**Исходный текст:**
—————
Перед отъездом из Хиллдропа мы устроили большой аукцион для распродажи нашей мебели, привезенной из Англии. Каталог хранится у меня до сих пор. Аукцион прошел весьма успешно — такая мебель была в то время редкостью в Ньюкасле. Рояль, например, который я купил из вторых рук в Англии за сорок фунтов, был продан за двести; хорошую цену дали и за другие вещи. Собравшаяся на аукцион компания завладела вином, стоявшим на веранде, и тут же выпила его за наше здоровье. Бдительный аукционист немедленно объявил, что пившие купили вино, и назвал высокую цену за дюжину.
Итак, мы наконец распрощались с Хиллдропом. Больше мы его не видели, да, верно, и не увидим, разве что во сне. Помню, как грустно мне было, когда мы ехали по пыльной дороге в Ньюкасл, и дом, к которому мы так привязались, и окружавшие его апельсиновые деревья постепенно удалялись.
—————
Сохранённые записи:
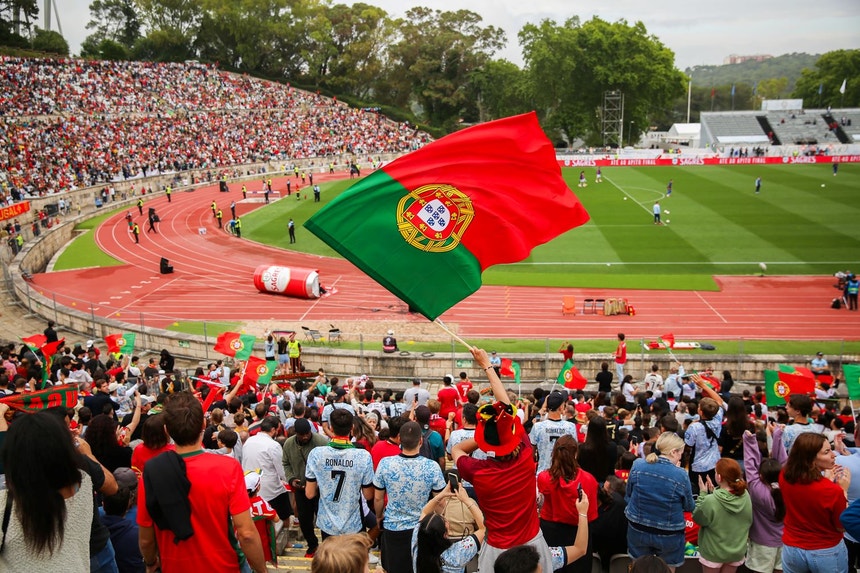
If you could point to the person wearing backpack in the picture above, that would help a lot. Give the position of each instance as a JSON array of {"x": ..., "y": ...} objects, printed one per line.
[
  {"x": 432, "y": 445},
  {"x": 702, "y": 437}
]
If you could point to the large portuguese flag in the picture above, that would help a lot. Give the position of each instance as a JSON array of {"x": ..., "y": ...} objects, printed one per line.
[
  {"x": 426, "y": 225},
  {"x": 235, "y": 344},
  {"x": 779, "y": 386}
]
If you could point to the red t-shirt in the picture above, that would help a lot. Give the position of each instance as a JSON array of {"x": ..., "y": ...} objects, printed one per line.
—————
**Что требуется:** За какую сумму был продан рояль на аукционе, согласно исходному тексту?

**Решение задачи:** За двести фунтов.